[The records]
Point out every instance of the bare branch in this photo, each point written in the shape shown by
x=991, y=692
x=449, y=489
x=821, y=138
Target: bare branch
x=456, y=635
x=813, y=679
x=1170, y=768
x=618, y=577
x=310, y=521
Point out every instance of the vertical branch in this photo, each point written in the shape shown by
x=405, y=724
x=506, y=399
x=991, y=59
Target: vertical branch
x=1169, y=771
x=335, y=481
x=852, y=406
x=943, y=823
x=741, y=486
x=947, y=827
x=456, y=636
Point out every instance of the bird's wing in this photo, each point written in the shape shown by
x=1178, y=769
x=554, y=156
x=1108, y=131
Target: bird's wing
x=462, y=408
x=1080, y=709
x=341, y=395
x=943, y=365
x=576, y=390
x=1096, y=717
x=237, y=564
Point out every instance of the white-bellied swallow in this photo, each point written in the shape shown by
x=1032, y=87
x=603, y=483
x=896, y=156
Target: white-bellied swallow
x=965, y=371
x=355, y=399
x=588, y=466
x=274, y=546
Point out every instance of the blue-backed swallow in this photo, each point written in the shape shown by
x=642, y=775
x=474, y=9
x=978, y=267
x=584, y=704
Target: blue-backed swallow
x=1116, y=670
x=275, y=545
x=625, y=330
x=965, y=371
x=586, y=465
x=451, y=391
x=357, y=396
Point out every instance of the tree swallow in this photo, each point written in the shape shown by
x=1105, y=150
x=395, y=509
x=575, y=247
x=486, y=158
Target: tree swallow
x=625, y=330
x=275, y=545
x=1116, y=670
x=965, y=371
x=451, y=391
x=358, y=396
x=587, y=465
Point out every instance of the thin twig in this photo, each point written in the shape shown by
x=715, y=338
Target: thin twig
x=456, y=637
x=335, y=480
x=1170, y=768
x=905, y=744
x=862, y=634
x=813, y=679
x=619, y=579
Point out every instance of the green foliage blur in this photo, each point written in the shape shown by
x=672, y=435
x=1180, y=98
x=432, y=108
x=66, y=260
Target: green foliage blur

--

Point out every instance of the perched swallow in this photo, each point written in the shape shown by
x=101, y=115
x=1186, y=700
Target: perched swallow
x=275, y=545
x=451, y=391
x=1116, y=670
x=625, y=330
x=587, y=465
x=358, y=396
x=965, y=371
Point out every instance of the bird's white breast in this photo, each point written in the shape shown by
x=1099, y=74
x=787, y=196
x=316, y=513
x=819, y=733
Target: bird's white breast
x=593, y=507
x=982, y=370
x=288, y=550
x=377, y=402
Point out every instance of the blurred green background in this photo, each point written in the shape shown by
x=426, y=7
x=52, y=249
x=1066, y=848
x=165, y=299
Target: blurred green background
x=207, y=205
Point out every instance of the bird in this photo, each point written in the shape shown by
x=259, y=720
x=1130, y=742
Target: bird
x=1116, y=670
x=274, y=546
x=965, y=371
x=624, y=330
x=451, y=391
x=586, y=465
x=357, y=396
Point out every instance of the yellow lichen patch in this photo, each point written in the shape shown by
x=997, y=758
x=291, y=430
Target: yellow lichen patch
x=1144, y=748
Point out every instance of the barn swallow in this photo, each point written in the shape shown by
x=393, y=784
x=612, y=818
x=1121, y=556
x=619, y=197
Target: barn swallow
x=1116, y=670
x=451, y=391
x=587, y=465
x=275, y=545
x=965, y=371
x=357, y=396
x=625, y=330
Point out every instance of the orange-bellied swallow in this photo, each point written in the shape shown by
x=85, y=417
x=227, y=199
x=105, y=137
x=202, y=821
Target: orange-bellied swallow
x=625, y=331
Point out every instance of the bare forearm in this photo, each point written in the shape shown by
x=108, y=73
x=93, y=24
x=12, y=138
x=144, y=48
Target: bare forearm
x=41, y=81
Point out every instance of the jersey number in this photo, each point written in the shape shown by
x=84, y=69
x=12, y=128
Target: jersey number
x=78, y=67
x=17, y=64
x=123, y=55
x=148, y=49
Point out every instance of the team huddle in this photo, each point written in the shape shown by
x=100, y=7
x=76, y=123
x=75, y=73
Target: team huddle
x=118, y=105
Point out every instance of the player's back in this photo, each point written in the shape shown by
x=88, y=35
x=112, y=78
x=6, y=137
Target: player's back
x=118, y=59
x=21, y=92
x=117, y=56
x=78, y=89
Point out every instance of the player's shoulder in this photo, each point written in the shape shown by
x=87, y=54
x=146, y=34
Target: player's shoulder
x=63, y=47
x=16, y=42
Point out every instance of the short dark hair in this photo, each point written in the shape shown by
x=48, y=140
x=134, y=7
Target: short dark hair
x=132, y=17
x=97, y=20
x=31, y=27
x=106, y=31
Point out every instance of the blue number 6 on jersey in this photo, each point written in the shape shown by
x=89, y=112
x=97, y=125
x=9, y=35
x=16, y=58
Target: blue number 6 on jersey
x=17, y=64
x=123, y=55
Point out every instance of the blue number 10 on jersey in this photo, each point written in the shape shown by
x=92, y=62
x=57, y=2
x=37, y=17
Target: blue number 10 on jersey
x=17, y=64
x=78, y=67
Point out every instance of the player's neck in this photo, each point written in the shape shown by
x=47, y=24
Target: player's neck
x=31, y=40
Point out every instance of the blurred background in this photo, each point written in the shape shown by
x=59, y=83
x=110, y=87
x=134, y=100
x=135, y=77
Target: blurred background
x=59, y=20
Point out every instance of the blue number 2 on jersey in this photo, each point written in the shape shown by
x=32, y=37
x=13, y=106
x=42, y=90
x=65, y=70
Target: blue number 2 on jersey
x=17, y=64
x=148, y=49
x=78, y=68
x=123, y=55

* * *

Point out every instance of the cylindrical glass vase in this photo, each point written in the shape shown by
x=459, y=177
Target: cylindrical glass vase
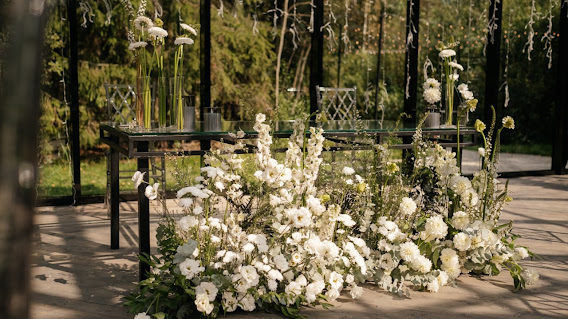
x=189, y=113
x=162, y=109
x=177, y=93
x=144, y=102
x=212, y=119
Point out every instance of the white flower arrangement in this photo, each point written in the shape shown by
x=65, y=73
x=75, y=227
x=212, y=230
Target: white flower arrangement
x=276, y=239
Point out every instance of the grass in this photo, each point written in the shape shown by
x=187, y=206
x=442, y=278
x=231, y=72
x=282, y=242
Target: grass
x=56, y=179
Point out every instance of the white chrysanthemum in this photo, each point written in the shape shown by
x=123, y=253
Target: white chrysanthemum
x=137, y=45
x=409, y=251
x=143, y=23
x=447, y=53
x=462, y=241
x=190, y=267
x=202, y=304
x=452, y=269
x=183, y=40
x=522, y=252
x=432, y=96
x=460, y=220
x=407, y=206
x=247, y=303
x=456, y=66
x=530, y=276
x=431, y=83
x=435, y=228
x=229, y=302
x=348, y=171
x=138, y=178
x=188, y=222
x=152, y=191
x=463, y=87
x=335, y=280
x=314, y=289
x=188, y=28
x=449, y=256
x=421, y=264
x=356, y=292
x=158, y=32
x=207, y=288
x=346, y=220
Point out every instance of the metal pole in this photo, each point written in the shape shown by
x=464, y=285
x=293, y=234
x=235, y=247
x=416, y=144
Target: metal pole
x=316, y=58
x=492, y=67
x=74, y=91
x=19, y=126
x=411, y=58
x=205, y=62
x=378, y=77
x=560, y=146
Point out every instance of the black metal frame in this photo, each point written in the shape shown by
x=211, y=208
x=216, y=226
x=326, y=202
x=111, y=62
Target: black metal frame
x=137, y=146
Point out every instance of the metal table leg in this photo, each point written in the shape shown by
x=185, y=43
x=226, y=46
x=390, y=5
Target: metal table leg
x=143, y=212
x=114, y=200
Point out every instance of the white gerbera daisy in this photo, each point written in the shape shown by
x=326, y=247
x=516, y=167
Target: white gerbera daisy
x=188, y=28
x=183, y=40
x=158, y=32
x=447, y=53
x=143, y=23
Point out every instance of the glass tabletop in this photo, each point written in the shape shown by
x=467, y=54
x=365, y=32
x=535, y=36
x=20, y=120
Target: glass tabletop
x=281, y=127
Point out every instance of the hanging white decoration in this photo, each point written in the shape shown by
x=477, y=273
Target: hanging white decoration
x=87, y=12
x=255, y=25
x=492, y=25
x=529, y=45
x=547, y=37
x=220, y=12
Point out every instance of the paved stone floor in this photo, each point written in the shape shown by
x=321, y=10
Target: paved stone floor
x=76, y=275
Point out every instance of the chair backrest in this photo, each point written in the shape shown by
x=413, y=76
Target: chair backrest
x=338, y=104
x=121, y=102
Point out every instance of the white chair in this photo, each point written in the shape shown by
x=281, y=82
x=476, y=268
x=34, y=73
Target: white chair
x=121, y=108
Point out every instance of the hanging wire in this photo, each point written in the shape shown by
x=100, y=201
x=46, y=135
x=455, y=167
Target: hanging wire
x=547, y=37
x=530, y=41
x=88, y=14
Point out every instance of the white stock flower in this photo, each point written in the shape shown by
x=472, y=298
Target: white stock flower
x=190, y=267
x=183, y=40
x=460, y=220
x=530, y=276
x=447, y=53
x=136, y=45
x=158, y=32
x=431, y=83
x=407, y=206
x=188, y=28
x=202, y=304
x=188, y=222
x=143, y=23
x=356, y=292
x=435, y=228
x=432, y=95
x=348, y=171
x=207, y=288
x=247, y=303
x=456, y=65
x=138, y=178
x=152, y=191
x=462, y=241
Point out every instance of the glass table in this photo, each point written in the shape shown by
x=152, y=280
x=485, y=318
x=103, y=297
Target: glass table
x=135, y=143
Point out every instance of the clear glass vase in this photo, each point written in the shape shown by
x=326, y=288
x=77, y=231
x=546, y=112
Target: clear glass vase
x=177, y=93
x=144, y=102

[Brief] Would you print exactly, and only, the lines of the data above from the line with "Point out every instance of the yellow" through the line with "x=227, y=199", inclusive?

[Response area]
Point out every instance of the yellow lichen patch in this photo, each point written in the shape shown by
x=997, y=758
x=291, y=430
Target: yellow lichen patch
x=1144, y=748
Point out every instance of the barn swallow in this photo, each point written in the shape shown by
x=393, y=784
x=612, y=818
x=1121, y=556
x=619, y=197
Target: barn swallow
x=1116, y=670
x=451, y=391
x=587, y=465
x=275, y=545
x=965, y=371
x=357, y=396
x=625, y=330
Point out every instance of the orange-bellied swallow in this photo, each point written in the shape shown by
x=85, y=417
x=227, y=199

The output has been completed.